**What you will do**
1. Answer these questions about the piece on the Eton memoir, one per line:
(a) Which university did Dillibe Onyeama's father finish?
(b) Between which years did Onyeama spend four years at the school?
(c) What country was Onyeama's family from?
2. Can you sum up the piece on the Eton memoir in two sentences?
3. Write out the stretch of the piece on the Eton memoir from "Everyone dreams about" through "racism and discrimination.".

**Text under study**
__________

Everyone dreams about education at the top British universities, but those who actually made it there may have a completely different experience. Particularly if you had the chance to face the lowest racism and discrimination.
Afro-Saxon. Homecoming Memories of a Black Boy at Eton by late Dillibe Onyeama was the first black person to ever finish Britain´s most prestigious and expensive private school. But he had to pay the price of colonial trauma. From an educated family from Nigeria, with his father himself finishing Oxford, he spend four years of his young life - between 1965 and 1969 - being the victim and target of racist slurs and horrendous physical treatment. Some may say that those were the times and physical punishment was somehow part of many other educational systems around the world, but the memoir makes it clear the clear racial target of his ´special treatment´. There are the dark ages of education, if one understands by this also the horrendous racist policies unshameful used on an everyday basis.

__________

**Records supplied**
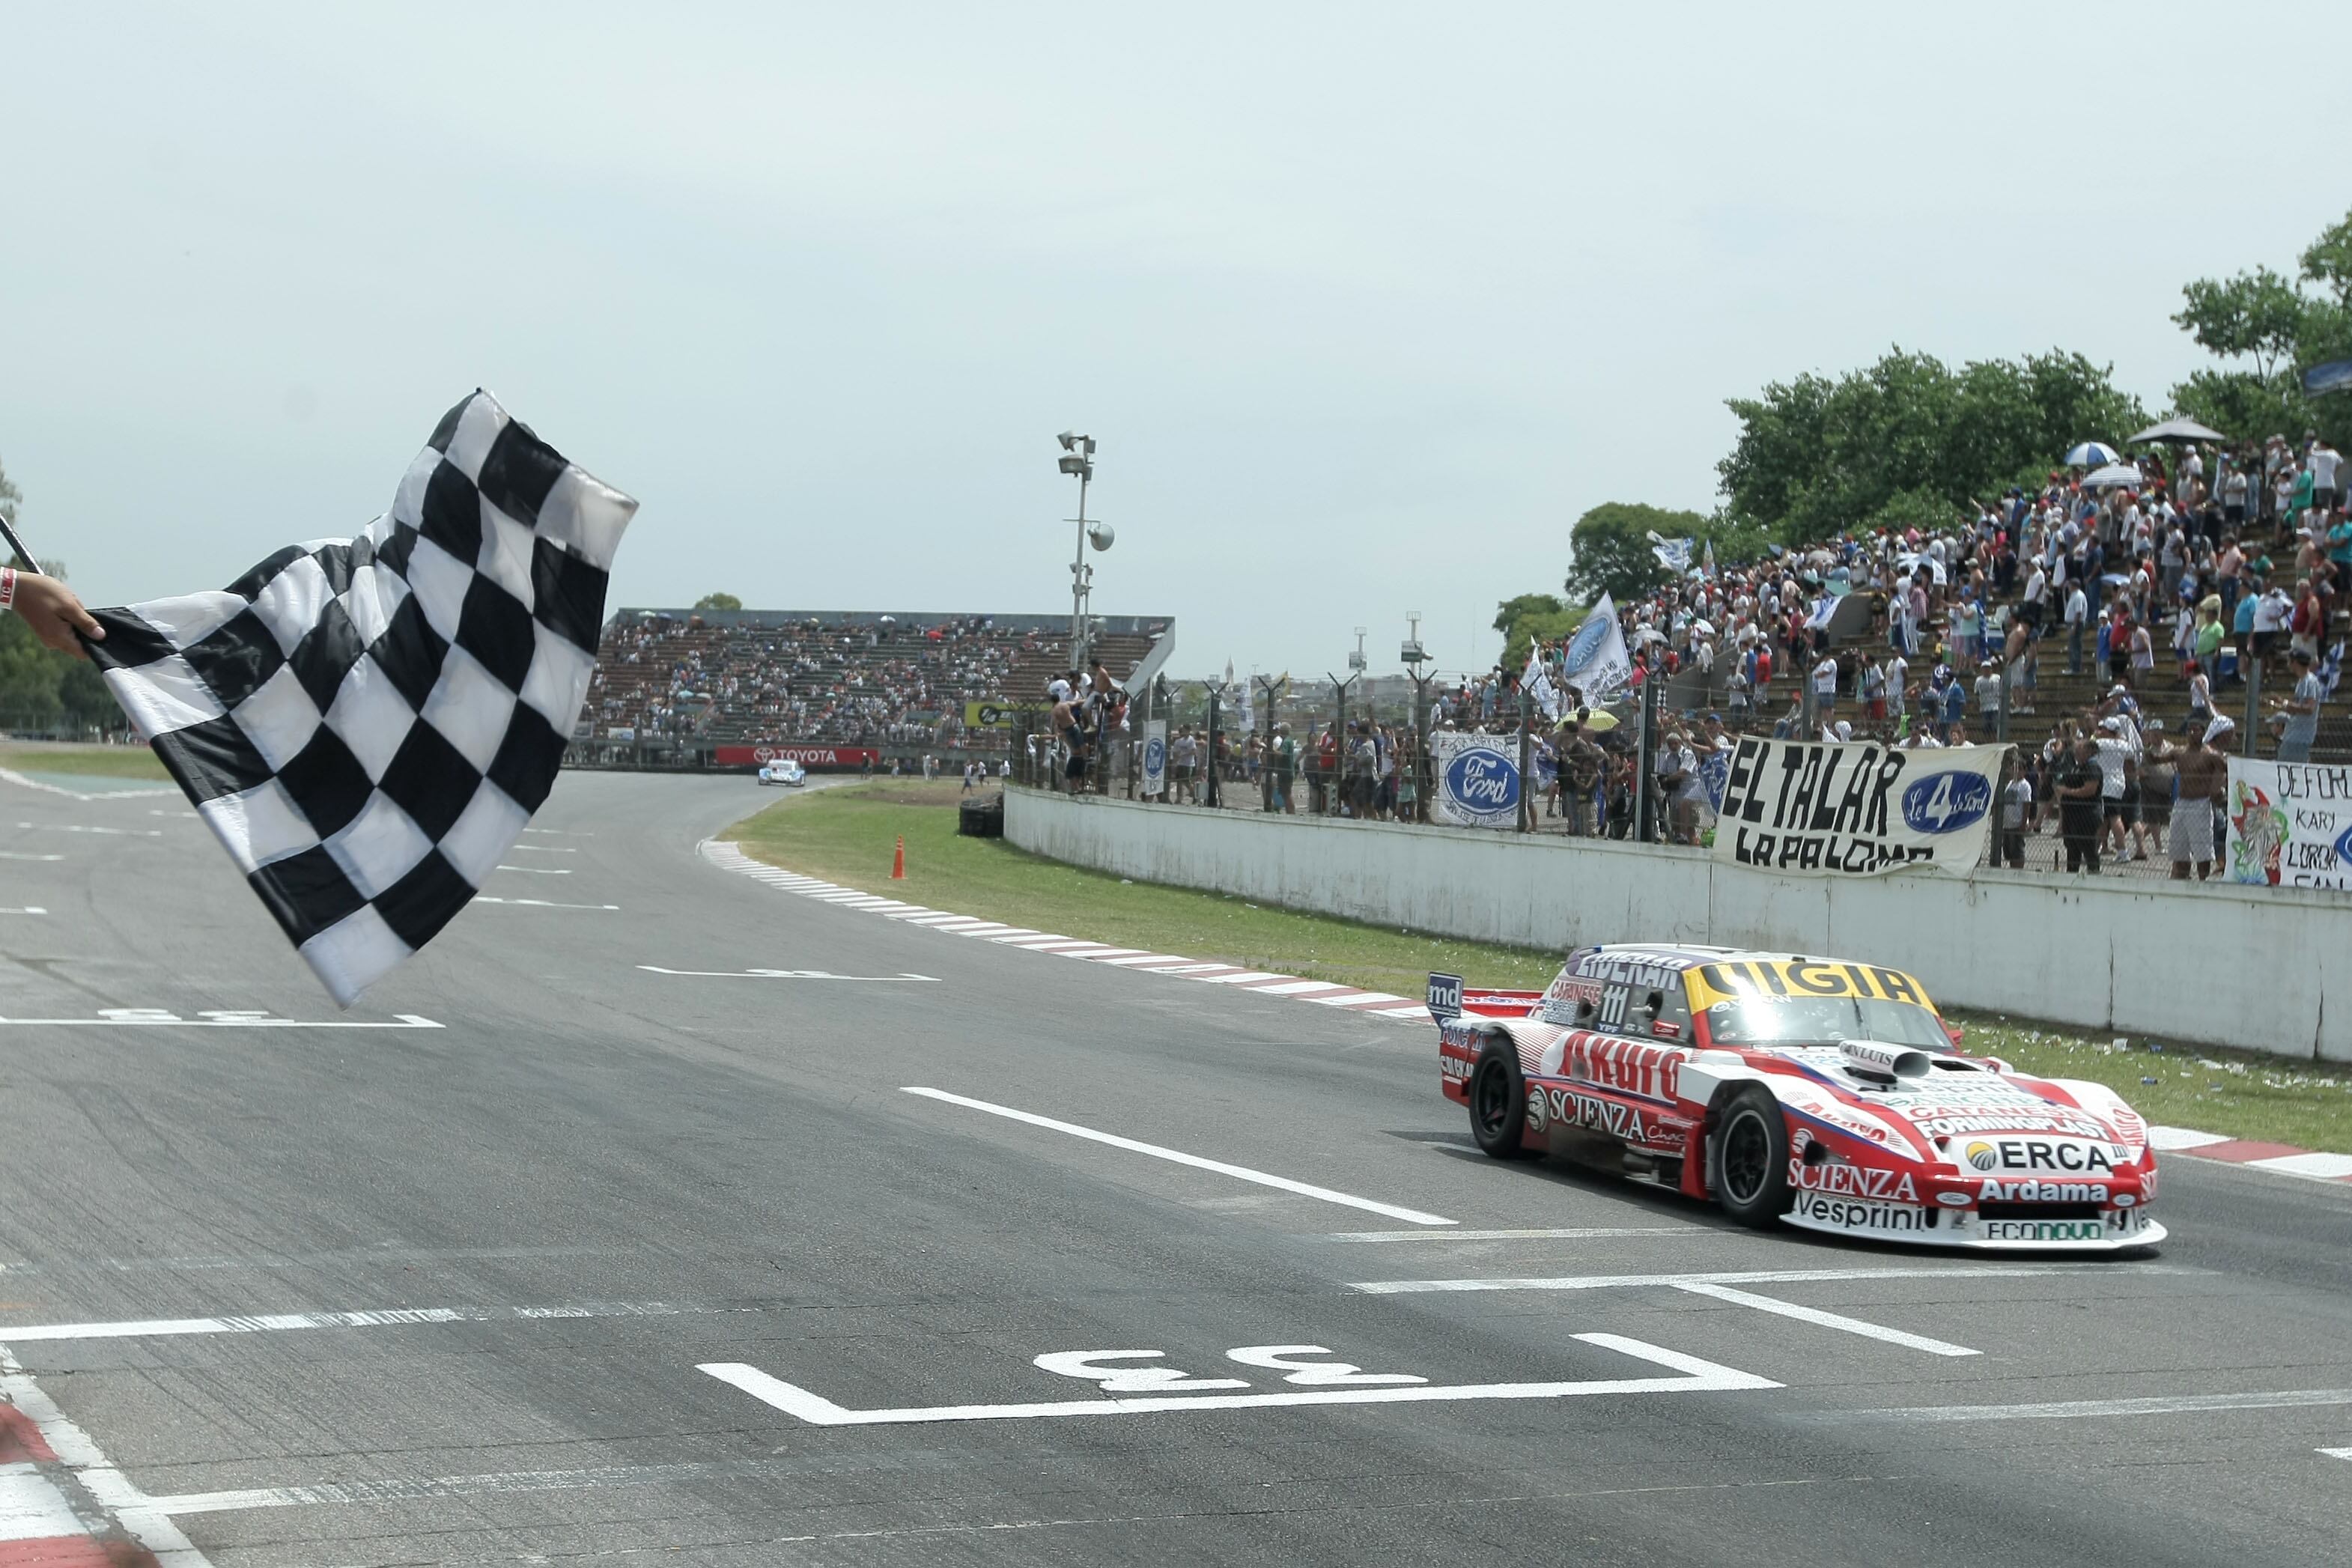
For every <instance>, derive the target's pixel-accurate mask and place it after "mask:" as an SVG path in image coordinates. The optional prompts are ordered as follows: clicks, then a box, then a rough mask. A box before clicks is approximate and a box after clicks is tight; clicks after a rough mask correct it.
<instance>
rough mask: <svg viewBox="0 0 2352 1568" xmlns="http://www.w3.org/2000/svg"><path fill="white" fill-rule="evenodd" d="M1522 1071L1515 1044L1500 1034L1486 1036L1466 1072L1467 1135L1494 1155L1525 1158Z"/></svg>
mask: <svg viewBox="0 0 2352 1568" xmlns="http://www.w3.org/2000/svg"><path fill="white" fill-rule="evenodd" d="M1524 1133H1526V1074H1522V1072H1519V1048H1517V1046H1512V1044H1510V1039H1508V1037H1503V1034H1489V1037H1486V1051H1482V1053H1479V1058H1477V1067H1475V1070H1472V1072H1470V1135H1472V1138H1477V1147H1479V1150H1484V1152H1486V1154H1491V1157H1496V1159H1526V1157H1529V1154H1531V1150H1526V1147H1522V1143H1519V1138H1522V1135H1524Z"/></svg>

__________

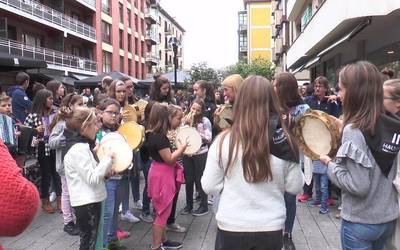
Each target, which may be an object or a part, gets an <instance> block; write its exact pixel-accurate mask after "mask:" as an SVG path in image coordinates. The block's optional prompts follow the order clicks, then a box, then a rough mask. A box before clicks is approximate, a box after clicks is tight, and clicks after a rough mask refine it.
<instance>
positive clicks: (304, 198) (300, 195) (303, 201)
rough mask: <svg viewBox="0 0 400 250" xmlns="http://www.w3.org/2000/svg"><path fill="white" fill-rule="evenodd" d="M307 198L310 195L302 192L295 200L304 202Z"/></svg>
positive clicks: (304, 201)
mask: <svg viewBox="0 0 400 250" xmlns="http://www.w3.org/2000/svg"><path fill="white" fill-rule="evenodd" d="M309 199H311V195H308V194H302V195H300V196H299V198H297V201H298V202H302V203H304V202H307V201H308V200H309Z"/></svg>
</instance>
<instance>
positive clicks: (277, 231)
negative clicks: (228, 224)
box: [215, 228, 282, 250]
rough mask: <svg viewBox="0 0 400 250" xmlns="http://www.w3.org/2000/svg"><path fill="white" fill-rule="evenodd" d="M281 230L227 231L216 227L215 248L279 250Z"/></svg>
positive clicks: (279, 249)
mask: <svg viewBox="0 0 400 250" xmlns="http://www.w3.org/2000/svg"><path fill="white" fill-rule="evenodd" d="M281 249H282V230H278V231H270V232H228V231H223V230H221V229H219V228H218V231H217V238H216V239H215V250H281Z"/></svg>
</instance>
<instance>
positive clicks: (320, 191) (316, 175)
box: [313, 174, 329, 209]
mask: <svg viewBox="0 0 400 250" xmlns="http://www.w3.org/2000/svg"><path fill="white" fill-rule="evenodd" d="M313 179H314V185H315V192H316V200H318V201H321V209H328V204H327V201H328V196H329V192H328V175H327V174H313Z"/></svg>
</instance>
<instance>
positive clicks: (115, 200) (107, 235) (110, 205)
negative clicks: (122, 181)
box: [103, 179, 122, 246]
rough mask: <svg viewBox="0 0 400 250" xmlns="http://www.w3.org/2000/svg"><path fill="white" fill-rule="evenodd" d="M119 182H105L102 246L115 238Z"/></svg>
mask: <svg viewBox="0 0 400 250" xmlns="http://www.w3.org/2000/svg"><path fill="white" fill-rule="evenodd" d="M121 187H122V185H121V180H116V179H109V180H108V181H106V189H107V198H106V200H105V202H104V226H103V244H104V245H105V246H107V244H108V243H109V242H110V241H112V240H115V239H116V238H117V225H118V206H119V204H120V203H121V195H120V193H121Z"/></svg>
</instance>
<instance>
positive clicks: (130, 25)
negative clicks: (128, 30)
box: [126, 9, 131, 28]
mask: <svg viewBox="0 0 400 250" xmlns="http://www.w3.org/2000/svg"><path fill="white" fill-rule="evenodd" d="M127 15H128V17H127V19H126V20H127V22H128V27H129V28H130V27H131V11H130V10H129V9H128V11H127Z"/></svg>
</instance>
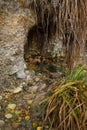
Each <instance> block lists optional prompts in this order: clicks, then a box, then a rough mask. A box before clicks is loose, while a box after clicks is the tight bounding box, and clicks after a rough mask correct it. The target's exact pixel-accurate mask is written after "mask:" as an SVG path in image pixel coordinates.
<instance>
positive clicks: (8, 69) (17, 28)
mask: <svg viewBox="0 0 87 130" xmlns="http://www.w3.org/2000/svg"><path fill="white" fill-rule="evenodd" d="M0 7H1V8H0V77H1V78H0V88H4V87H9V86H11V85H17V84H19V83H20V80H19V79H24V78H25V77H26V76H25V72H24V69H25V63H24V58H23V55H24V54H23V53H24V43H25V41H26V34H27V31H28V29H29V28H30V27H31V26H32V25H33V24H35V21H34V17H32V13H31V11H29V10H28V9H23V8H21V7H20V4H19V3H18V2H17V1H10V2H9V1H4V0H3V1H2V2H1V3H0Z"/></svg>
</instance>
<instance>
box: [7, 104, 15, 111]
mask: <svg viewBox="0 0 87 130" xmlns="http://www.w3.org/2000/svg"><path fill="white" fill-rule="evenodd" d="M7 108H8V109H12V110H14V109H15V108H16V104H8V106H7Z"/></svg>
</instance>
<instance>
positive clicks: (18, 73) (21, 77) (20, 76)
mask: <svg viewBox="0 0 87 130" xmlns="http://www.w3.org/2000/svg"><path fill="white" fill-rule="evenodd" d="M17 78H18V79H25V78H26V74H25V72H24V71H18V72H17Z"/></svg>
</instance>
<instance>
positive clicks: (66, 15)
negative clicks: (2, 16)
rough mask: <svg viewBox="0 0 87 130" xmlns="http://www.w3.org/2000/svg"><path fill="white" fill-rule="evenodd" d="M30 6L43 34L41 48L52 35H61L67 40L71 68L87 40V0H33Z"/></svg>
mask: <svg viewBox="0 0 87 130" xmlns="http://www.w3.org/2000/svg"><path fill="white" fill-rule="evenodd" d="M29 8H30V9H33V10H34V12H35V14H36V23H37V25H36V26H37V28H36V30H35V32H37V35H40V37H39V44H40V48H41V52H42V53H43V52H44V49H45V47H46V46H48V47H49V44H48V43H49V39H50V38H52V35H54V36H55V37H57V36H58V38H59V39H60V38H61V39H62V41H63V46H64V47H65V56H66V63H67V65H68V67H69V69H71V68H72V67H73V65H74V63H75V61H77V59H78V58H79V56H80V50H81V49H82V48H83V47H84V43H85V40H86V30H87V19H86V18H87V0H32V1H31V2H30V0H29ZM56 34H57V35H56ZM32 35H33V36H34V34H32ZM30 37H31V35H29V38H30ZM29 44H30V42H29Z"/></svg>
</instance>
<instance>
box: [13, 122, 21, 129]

__________

**Numbered answers**
1.
(a) Oxford
(b) 1965 and 1969
(c) Nigeria

2. The memoir by the late Dillibe Onyeama, who came from an educated Nigerian family, recounts the four years he spent at Eton, between 1965 and 1969, as the victim and target of racist slurs and horrendous physical treatment. Although physical punishment was part of many educational systems at the time, the memoir makes clear that his treatment was racially targeted.

3.
Everyone dreams about education at the top British universities, but those who actually made it there may have a completely different experience. Particularly if you had the chance to face the lowest racism and discrimination.